Extrait de page
%%

V. Formule exécutoire des accords MARD
(13) Dernier aspect, la loi du 22 décembre 2021 prévoit une septième catégorie à la liste des titres exécutoires de l'article L. 111-3 du Code des procédures civiles d'exécution (7°) visant : « Les transactions et les actes constatant un accord issu d'une médiation, d'une conciliation ou d'une procédure participative, lorsqu'ils sont contresignés par les avocats de chacune des parties et revêtus de la formule exécutoire par le greffe de la juridiction compétente.».
De façon assez cohérente avec l’axe de cette réforme, le législateur parvient ici à renforcer à la fois les MARD et l’acte d’avocat. Au travers de cette disposition, un accord issu d’une médiation, d’une conciliation ou d’une procédure participative pourra être revêtu de la formule exécutoire, sous réserve d’être contresigné par les conseils des parties à l’accord. L’initiative semble bienvenue à plusieurs égards. Elle favorise, par exemple, la présence de conseils pour toutes les parties, garantissant un certain équilibre entre elles. Surtout, la procédure paraît, au moins en théorie, plus légère que l’homologation.
(14) Au-delà, la perspective est cohérente. Les MARD, sans ignorer le droit, tendent à déjudiciariser les rapports sociaux, ou à tout le moins proposer une alternative à la justice formelle. L’homologation est donc de ce point de vue un moyen de renvoyer vers cette institution, une situation qui a priori – volontairement ou pas, s’en était écartée.
Comme toujours, il faudra voir si en pratique, le processus d’obtention exécutoire délivré par le greffe représente un vrai gain, d’autant que les modalités de son obtention n’ont pas encore été précisées[16] : mode de saisine du greffe, étendue du contrôle du greffe, formalisation de l’accord, mission des conseils, etc. Les parties pourront bien entendu toujours recourir à l’homologation, en particulier en l’absence de conseils. La solution devrait néanmoins perdre de son intérêt.
(15) Le complément apporté à l’article L. 111-3 du Code des procédures civiles d'exécution est donc un autre progrès de la loi pour la confiance dans la justice. On regrette néanmoins que le législateur ne soit pas allé plus loin dans le recours et la portée donnée à l’acte d’avocats en matière de MARD. Une telle approche aurait pu permettre une solution sans avoir à repasser par une juridiction, et d’aboutir à une confiance dans l’institution judiciaire partagée. Il est vrai cependant que des efforts ont déjà été faits récemment en direction des avocats, puisque le décret n° 2021-1322 du 11 octobre 2021 modifiant l’article 1554 du code de procédure civile confère une valeur de rapport d’expertise judiciaire au rapport établi par un technicien missionné en vertu d’un acte contresigné par les avocats, dont l’intérêt est évident en matière de MARD[17].

%%

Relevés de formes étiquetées
%%

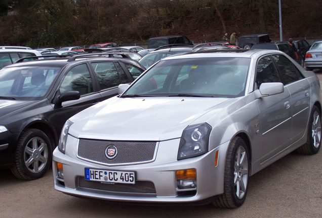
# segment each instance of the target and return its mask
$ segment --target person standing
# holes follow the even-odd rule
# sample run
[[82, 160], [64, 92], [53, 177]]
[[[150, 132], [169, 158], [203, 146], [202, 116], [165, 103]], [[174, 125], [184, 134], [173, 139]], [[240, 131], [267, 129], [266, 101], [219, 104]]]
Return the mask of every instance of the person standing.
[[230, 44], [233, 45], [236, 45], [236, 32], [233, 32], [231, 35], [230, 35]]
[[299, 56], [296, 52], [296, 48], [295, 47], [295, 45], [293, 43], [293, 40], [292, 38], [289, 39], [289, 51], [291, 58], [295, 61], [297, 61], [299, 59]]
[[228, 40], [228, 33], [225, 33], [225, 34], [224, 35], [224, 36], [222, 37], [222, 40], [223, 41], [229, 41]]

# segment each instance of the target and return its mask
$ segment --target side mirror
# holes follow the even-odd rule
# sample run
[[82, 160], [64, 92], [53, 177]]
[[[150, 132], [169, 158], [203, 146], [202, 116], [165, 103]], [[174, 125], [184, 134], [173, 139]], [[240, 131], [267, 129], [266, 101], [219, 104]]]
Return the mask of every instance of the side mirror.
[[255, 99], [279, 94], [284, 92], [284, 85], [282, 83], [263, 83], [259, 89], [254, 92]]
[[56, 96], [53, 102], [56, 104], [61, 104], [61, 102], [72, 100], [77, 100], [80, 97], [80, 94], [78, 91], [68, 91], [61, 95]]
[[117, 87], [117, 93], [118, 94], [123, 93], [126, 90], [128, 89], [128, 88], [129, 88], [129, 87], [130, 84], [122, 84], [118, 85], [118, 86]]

%%
%%

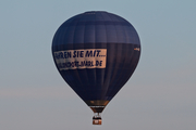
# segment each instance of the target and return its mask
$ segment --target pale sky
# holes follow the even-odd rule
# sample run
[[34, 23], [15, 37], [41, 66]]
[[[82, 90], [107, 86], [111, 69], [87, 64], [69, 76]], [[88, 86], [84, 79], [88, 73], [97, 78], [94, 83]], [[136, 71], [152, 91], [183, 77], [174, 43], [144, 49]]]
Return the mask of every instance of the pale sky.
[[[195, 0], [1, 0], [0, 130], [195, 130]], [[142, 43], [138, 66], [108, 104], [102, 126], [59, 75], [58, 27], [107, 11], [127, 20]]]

%%
%%

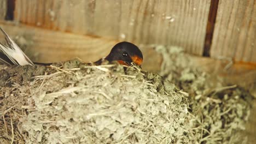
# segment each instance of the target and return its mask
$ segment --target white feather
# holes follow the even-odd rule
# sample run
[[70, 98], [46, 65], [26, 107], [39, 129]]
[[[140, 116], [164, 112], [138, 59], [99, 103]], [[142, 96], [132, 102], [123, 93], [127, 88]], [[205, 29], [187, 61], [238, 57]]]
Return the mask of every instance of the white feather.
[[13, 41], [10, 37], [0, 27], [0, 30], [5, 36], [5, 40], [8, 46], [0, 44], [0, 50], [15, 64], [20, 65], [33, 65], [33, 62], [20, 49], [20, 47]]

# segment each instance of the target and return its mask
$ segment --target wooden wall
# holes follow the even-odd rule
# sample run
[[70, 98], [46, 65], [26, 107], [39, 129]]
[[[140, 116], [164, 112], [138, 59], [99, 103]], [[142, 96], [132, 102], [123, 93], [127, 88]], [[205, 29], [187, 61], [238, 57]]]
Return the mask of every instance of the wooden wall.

%%

Consigne 1
Affichez chaque ligne des données contenant la chaîne « every », en tenant compte de la casse.
Consigne 2
Donnez la suite de l'extrait sur la formule exécutoire des accords MARD.
L'extrait de page et les lignes proviennent de sources distinctes.

Réponse attendue 1
Return the mask of every instance of the person standing.
Return the mask of every instance of the side mirror.
Return the mask of every instance of the pale sky.
Return the mask of every instance of the white feather.
Return the mask of every instance of the wooden wall.

Réponse attendue 2
Pour finir signalons que cette procédure pourrait à terme donner lieu à une réécriture de l’article 750-1 du CPC 1°, qui évoque l’homologation comme exception à la tentative obligatoire de résolution amiable et qui pourrait être complété par la formule exécutoire obtenue auprès du greffe.
[1][1] Loi n° 2021-1729 du 22 décembre 2021 pour la confiance dans l'institution judiciaire.
[2] L’appel de 3 000 magistrats et d’une centaine de greffiers : « Nous ne voulons plus d’une justice qui n’écoute pas et qui chronomètre tout », Le Monde 23/11/2021.
[3] F. Vert et H. Dehghani-Azar, « La médiation post-sentencielle : un dispositif pour l’efficacité de la justice », Dalloz Actualité, 07/10/2021.
[4] Loi n° 2021-1729 du 22 décembre 2021 pour la confiance dans l'institution judiciaire, articles 27 et 28, créant les articles L. 213-11 à 14 code de justice administrative.
[5] Décret n° 2022-245 du 25 février 2022 favorisant le recours à la médiation, portant application de la loi pour la confiance dans l'institution judiciaire et modifiant diverses dispositions.
[6] Loi n° 2021-1729 du 22 décembre 2021 pour la confiance dans l'institution judiciaire, articles 45 créant un article 21-6 loi n° 95-125 du 8 février 1995 relative à l'organisation des juridictions et à la procédure civile, pénale et administrative.
[7] Op. cit. F. Vert et H. Dehghani-Azar, « La médiation post-sentencielle : un dispositif pour l’efficacité de la justice », Dalloz Actualité, 07/10/2021.
[8] R. Laher, « Les apports de la loi n° 2021-1729 du 22 décembre 2021 pour la confiance dans l'institution judiciaire au droit judiciaire privé », JCP G n° 3, 24 Janvier 2022, 87.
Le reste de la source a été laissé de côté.